SOURCE EXCERPT =
>> BEGIN
31 August 2011

Dear "Star Wars" - We Need a Break.

I want to be clear about this:

It's not me.  It's you.

For years, I heard hyperbolic fans declare the original movies as "The Holy Trilogy" and I scoffed at their adoration becoming sacrilegious.  But I enjoyed them, and what did I care if some fans took it too far?  Then came the Special Editions in 1997.  I can't name a single change I felt actually improved any of the movies, but I was largely indifferent to them (except the song changes in Return of the Jedi; "Lapti Nek" > "Jedi Rocks" and I dig "Ewok Celebration").

When I saw The Phantom Menace at its midnight premiere, I knew going into it there was no way that audience was going to be satisfied.  They had spent 16 years developing what the movie should have been, and it was impossible that whatever we watched would have met those demands.  I didn't hate it like the others did.  I still feel fans made too much out of Jar Jar Binks, but I also feel they made too much out of Darth Maul, as well.  I liked some of the movie; Liam Neeson was great as Qui-Gon Jinn, and "Duel of the Fates" was the best thing John Williams composed since Jurassic Park (and would still be the best thing he's done since, were it not for his work on Harry Potter).

Since then, the prequels and DVD releases of the original trilogy have created two camps, each of which is relentless in taking to the Internet to wage its war.  There are the apologists and there are the haters.  At times, I've been both.  In recent years, the hyperbole of the haters has bothered me more than the blind loyalty of the apologists, so I've been quicker to challenge the haters.

I knew when the Blu-ray Disc box sets were announced that they would feature yet more revisions.  I told myself I had made my peace with that fact and, indeed, kind of looked forward to see what would make these versions unique.  I've spent six years waiting to see digital Yoda in The Phantom Menace, ever since it was previewed on the Revenge of the Sith DVD bonus disc.  Never did it occur to me that there would be something like the change to Return of the Jedi's climax.
>> END
DIRECTIONS =
#1 In the Star Wars post, condense the paragraph beginning "Since then, the prequels" into two short sentences that keep its main facts.
#2 According to the Star Wars post, what was the best thing John Williams composed since Jurassic Park?
#3 Carry on the Star Wars post from the point where it stops.

(Part of a data file)
>> BEGIN
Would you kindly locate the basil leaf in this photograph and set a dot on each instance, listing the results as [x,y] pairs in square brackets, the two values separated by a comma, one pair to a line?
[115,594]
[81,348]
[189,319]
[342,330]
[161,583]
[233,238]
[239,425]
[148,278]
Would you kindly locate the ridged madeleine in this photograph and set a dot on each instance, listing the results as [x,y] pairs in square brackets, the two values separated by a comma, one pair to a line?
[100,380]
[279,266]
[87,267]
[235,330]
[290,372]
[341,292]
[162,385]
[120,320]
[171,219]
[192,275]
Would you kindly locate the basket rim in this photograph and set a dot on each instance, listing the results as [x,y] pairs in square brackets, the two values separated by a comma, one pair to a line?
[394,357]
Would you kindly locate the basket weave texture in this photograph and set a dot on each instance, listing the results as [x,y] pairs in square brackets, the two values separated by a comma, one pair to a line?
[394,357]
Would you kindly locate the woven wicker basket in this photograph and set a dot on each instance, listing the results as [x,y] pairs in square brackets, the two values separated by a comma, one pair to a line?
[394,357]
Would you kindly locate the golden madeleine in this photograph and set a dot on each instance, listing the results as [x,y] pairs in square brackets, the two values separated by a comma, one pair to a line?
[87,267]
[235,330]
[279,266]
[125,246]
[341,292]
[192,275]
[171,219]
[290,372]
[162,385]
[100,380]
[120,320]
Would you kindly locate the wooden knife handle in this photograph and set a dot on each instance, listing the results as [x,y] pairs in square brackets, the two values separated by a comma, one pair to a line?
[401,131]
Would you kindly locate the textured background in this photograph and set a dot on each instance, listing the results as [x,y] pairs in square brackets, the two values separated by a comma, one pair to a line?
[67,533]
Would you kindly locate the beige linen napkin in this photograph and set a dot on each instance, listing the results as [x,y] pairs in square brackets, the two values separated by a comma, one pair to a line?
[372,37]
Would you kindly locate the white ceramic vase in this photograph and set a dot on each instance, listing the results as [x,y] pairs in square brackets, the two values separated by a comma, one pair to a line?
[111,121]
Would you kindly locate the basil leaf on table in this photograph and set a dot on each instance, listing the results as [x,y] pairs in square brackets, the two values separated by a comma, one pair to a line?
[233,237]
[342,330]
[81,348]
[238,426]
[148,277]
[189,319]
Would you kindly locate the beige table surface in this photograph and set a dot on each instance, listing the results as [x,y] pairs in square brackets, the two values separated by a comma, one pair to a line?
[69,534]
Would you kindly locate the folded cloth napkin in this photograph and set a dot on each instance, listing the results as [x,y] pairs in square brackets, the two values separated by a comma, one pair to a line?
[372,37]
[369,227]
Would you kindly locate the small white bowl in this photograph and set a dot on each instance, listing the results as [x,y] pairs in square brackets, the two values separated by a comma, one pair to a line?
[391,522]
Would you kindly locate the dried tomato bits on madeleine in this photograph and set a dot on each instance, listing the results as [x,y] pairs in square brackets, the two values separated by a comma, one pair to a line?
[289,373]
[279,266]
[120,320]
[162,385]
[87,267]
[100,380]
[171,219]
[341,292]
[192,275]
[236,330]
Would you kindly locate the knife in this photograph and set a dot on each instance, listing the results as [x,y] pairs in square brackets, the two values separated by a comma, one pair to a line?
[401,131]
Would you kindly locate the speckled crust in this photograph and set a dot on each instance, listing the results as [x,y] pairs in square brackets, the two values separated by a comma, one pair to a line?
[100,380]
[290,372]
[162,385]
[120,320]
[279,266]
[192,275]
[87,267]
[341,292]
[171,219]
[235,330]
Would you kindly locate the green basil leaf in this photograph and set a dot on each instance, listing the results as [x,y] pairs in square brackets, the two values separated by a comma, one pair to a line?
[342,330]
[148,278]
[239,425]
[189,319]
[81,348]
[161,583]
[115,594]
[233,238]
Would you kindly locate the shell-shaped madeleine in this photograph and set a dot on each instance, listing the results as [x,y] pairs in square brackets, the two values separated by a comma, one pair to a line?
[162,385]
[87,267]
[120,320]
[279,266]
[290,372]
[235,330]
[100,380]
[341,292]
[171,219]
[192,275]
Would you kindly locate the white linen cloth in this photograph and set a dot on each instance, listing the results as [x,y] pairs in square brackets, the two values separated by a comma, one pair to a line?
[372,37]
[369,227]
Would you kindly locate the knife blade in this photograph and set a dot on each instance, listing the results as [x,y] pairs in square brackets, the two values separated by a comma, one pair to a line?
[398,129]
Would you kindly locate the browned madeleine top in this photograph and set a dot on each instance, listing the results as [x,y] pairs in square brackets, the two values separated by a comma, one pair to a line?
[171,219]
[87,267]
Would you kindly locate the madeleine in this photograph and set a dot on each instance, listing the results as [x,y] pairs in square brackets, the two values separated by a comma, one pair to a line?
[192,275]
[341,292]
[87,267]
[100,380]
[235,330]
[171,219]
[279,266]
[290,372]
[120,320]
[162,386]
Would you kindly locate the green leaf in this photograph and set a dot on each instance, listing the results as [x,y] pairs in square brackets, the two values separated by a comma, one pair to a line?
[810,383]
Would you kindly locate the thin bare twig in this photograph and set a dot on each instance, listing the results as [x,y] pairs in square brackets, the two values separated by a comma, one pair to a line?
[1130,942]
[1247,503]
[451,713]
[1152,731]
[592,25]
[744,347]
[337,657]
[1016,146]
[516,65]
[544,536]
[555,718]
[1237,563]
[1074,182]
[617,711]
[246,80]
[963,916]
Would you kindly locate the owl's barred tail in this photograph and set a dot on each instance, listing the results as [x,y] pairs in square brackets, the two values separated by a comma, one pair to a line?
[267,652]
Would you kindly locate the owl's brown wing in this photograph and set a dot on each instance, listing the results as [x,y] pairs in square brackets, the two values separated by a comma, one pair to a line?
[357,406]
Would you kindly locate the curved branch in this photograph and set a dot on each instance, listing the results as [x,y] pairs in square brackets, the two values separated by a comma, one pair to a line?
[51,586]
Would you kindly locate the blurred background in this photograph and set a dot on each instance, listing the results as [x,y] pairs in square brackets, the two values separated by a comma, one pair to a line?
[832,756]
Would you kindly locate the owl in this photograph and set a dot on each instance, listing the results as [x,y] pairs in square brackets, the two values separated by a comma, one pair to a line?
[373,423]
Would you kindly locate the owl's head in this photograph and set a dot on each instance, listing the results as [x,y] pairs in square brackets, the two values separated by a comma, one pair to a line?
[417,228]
>> END
SOLVED TASKS =
#1 Since the prequels and the DVD releases of the original trilogy, fans have split into apologists and haters who battle relentlessly online. The writer has belonged to both camps at times, but lately the haters' hyperbole has been more bothersome than the apologists' blind loyalty, so the writer is quicker to challenge the haters.

#2 "Duel of the Fates."

#3
Darth Vader now yells, "Noooo!" while watching the Emperor electrocute Luke Skywalker, breaking into action and yelling it a second time as he carries his dark master to the pit and throws him to his death.  The inner conflict of the character never needed to be verbalized.  Staring at his expressionless mask, listening to the swell of the music, we know what's going on inside the guy, who has spent the last two movies desperate to connect with his estranged son.  When Vader finally takes action on behalf of Luke, John Williams's Force theme erupts and we cheer--even if only to ourselves.  It's one of the most heroic moments in any movie I've ever seen, largely because it is noble.  Anakin Skywalker has had enough, and he overthrows not only his Emperor, but Darth Vader as well.  We all get that's what happened; we know he's really the Jedi who has returned.

I've spent months looking forward to the release of these Blu-rays.  I knew I wasn't going to be able to afford them initially, but I've been squirreling away Amazon gift credit and am currently just under $30.  But after this revelation, I just don't care to see the movies right now.  I'm fatigued from months of speculation and debate with the online community.  I don't begrudge those who do buy and enjoy these 4.0 incarnations.  One day, maybe I'll own them myself.  Right now, though, I just can't make myself even want to be around you, Star Wars.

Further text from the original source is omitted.